Which lines run from the one containing "Target: tree" to the end of the entries? Copy them exactly, both ends included, and give nothing else.

[[ Records provided open ]]

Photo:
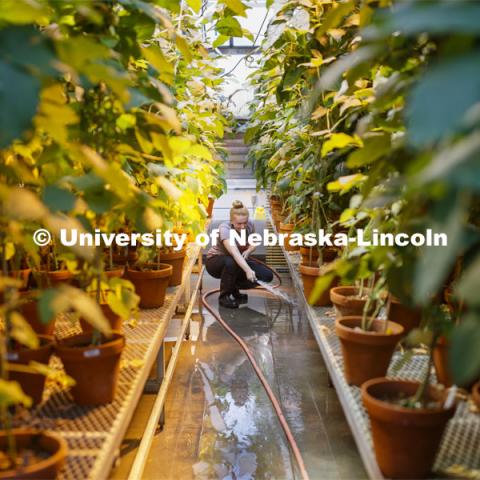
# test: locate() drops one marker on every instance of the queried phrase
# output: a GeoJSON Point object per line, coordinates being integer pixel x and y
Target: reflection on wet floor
{"type": "Point", "coordinates": [219, 421]}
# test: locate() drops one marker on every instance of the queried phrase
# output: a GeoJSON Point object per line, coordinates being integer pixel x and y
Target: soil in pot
{"type": "Point", "coordinates": [408, 317]}
{"type": "Point", "coordinates": [29, 310]}
{"type": "Point", "coordinates": [32, 384]}
{"type": "Point", "coordinates": [176, 259]}
{"type": "Point", "coordinates": [211, 202]}
{"type": "Point", "coordinates": [40, 454]}
{"type": "Point", "coordinates": [288, 229]}
{"type": "Point", "coordinates": [115, 320]}
{"type": "Point", "coordinates": [151, 284]}
{"type": "Point", "coordinates": [348, 302]}
{"type": "Point", "coordinates": [310, 255]}
{"type": "Point", "coordinates": [22, 275]}
{"type": "Point", "coordinates": [405, 439]}
{"type": "Point", "coordinates": [95, 368]}
{"type": "Point", "coordinates": [366, 354]}
{"type": "Point", "coordinates": [309, 277]}
{"type": "Point", "coordinates": [55, 278]}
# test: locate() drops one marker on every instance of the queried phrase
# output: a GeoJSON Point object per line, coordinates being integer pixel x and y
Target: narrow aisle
{"type": "Point", "coordinates": [220, 423]}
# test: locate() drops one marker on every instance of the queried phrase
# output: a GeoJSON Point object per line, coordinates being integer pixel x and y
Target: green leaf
{"type": "Point", "coordinates": [230, 27]}
{"type": "Point", "coordinates": [21, 11]}
{"type": "Point", "coordinates": [338, 140]}
{"type": "Point", "coordinates": [126, 121]}
{"type": "Point", "coordinates": [22, 332]}
{"type": "Point", "coordinates": [12, 394]}
{"type": "Point", "coordinates": [464, 358]}
{"type": "Point", "coordinates": [458, 161]}
{"type": "Point", "coordinates": [19, 93]}
{"type": "Point", "coordinates": [335, 16]}
{"type": "Point", "coordinates": [220, 40]}
{"type": "Point", "coordinates": [58, 199]}
{"type": "Point", "coordinates": [321, 284]}
{"type": "Point", "coordinates": [467, 287]}
{"type": "Point", "coordinates": [433, 113]}
{"type": "Point", "coordinates": [184, 48]}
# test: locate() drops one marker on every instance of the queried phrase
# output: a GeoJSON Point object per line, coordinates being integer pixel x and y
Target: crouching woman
{"type": "Point", "coordinates": [231, 263]}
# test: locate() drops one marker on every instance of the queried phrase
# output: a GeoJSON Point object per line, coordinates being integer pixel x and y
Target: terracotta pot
{"type": "Point", "coordinates": [309, 277]}
{"type": "Point", "coordinates": [151, 285]}
{"type": "Point", "coordinates": [29, 310]}
{"type": "Point", "coordinates": [176, 260]}
{"type": "Point", "coordinates": [476, 394]}
{"type": "Point", "coordinates": [211, 202]}
{"type": "Point", "coordinates": [95, 368]}
{"type": "Point", "coordinates": [440, 360]}
{"type": "Point", "coordinates": [32, 384]}
{"type": "Point", "coordinates": [23, 275]}
{"type": "Point", "coordinates": [310, 255]}
{"type": "Point", "coordinates": [346, 303]}
{"type": "Point", "coordinates": [46, 468]}
{"type": "Point", "coordinates": [405, 439]}
{"type": "Point", "coordinates": [115, 321]}
{"type": "Point", "coordinates": [116, 272]}
{"type": "Point", "coordinates": [366, 355]}
{"type": "Point", "coordinates": [288, 229]}
{"type": "Point", "coordinates": [408, 317]}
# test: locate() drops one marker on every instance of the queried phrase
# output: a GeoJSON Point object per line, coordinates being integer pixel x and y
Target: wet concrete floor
{"type": "Point", "coordinates": [219, 421]}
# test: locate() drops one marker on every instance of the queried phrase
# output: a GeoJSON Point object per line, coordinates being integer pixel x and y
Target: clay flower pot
{"type": "Point", "coordinates": [95, 368]}
{"type": "Point", "coordinates": [476, 394]}
{"type": "Point", "coordinates": [23, 275]}
{"type": "Point", "coordinates": [408, 317]}
{"type": "Point", "coordinates": [309, 277]}
{"type": "Point", "coordinates": [405, 439]}
{"type": "Point", "coordinates": [151, 285]}
{"type": "Point", "coordinates": [310, 255]}
{"type": "Point", "coordinates": [32, 384]}
{"type": "Point", "coordinates": [366, 354]}
{"type": "Point", "coordinates": [347, 302]}
{"type": "Point", "coordinates": [115, 320]}
{"type": "Point", "coordinates": [50, 451]}
{"type": "Point", "coordinates": [29, 310]}
{"type": "Point", "coordinates": [288, 229]}
{"type": "Point", "coordinates": [56, 278]}
{"type": "Point", "coordinates": [440, 361]}
{"type": "Point", "coordinates": [176, 259]}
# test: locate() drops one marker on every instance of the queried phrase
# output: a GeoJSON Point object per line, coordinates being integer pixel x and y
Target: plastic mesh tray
{"type": "Point", "coordinates": [94, 434]}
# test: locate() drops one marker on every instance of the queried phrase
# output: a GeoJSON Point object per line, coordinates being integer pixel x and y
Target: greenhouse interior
{"type": "Point", "coordinates": [239, 239]}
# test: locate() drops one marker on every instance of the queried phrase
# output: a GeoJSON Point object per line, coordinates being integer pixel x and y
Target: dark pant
{"type": "Point", "coordinates": [232, 277]}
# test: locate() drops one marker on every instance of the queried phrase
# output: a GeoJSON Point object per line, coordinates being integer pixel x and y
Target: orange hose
{"type": "Point", "coordinates": [275, 403]}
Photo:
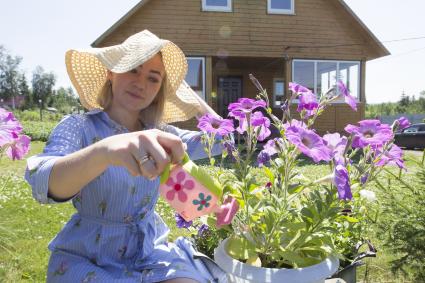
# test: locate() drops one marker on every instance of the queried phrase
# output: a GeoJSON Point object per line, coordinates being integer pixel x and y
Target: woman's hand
{"type": "Point", "coordinates": [132, 151]}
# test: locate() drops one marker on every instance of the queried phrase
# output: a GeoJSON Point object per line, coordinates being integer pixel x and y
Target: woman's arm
{"type": "Point", "coordinates": [72, 172]}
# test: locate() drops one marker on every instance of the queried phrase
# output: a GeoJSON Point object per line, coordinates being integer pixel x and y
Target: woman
{"type": "Point", "coordinates": [108, 161]}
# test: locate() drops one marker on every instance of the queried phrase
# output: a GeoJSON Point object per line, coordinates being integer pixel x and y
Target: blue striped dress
{"type": "Point", "coordinates": [115, 235]}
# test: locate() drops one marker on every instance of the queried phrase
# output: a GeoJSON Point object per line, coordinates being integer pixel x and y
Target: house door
{"type": "Point", "coordinates": [229, 90]}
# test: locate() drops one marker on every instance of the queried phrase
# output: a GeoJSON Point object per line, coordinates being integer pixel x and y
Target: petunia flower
{"type": "Point", "coordinates": [393, 156]}
{"type": "Point", "coordinates": [202, 229]}
{"type": "Point", "coordinates": [298, 89]}
{"type": "Point", "coordinates": [308, 102]}
{"type": "Point", "coordinates": [370, 132]}
{"type": "Point", "coordinates": [259, 122]}
{"type": "Point", "coordinates": [336, 143]}
{"type": "Point", "coordinates": [244, 106]}
{"type": "Point", "coordinates": [350, 100]}
{"type": "Point", "coordinates": [215, 125]}
{"type": "Point", "coordinates": [342, 182]}
{"type": "Point", "coordinates": [309, 143]}
{"type": "Point", "coordinates": [178, 186]}
{"type": "Point", "coordinates": [9, 127]}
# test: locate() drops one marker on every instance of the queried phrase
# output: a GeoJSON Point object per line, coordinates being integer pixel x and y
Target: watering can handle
{"type": "Point", "coordinates": [166, 173]}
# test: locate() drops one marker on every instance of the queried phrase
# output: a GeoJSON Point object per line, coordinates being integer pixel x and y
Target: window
{"type": "Point", "coordinates": [280, 7]}
{"type": "Point", "coordinates": [321, 75]}
{"type": "Point", "coordinates": [195, 76]}
{"type": "Point", "coordinates": [278, 92]}
{"type": "Point", "coordinates": [217, 5]}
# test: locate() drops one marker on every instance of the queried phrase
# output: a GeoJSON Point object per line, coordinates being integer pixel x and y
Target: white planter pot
{"type": "Point", "coordinates": [240, 272]}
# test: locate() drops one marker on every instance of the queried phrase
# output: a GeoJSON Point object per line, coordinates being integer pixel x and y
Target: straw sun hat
{"type": "Point", "coordinates": [87, 70]}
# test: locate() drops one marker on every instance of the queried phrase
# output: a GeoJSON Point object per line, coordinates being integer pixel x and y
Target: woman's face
{"type": "Point", "coordinates": [135, 90]}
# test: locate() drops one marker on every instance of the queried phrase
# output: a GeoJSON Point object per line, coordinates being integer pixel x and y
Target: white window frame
{"type": "Point", "coordinates": [337, 71]}
{"type": "Point", "coordinates": [275, 80]}
{"type": "Point", "coordinates": [271, 10]}
{"type": "Point", "coordinates": [210, 8]}
{"type": "Point", "coordinates": [203, 72]}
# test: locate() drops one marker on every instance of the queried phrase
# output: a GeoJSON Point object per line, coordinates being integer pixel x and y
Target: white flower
{"type": "Point", "coordinates": [368, 195]}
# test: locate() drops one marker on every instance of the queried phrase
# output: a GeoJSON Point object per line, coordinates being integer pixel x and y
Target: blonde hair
{"type": "Point", "coordinates": [151, 115]}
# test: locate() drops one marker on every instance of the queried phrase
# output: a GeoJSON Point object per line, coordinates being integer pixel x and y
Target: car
{"type": "Point", "coordinates": [411, 137]}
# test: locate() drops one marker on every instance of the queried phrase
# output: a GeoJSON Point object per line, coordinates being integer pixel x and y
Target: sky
{"type": "Point", "coordinates": [41, 32]}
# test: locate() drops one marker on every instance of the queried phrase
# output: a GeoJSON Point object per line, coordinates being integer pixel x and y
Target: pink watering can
{"type": "Point", "coordinates": [192, 192]}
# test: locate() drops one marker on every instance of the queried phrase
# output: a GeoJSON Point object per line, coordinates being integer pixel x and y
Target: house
{"type": "Point", "coordinates": [311, 42]}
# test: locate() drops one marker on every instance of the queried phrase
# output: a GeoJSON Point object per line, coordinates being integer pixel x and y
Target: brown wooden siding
{"type": "Point", "coordinates": [250, 31]}
{"type": "Point", "coordinates": [245, 40]}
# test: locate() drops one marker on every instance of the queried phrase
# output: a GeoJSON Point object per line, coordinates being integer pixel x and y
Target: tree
{"type": "Point", "coordinates": [10, 75]}
{"type": "Point", "coordinates": [25, 91]}
{"type": "Point", "coordinates": [42, 86]}
{"type": "Point", "coordinates": [64, 100]}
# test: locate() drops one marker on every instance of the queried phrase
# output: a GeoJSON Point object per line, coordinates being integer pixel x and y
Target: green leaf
{"type": "Point", "coordinates": [269, 174]}
{"type": "Point", "coordinates": [350, 219]}
{"type": "Point", "coordinates": [240, 248]}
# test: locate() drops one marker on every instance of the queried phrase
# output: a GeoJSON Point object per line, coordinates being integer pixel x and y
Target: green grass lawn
{"type": "Point", "coordinates": [32, 226]}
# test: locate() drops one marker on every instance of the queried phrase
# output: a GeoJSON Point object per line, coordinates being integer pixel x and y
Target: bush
{"type": "Point", "coordinates": [38, 131]}
{"type": "Point", "coordinates": [34, 115]}
{"type": "Point", "coordinates": [404, 222]}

[[ Records provided closed ]]

* [Answer box]:
Target: tree
{"type": "Point", "coordinates": [10, 75]}
{"type": "Point", "coordinates": [25, 91]}
{"type": "Point", "coordinates": [42, 86]}
{"type": "Point", "coordinates": [64, 100]}
# test: locate() drops one marker on every instance of the queried phrase
# output: a GeoJSON Point object per line, coordinates being integer pixel x and y
Target: green leaf
{"type": "Point", "coordinates": [269, 174]}
{"type": "Point", "coordinates": [350, 219]}
{"type": "Point", "coordinates": [240, 248]}
# test: locate() drops one marker on every instance of the queried phrase
# output: a GeoJSON Point object per line, coordinates being integer pixel x and y
Target: green grass lawn
{"type": "Point", "coordinates": [32, 226]}
# test: locate() drops one marker on every instance of the queried phrase
# output: a GeoJSON Point object per line, coordinates being integer pixel x and y
Target: bush
{"type": "Point", "coordinates": [38, 131]}
{"type": "Point", "coordinates": [34, 115]}
{"type": "Point", "coordinates": [404, 222]}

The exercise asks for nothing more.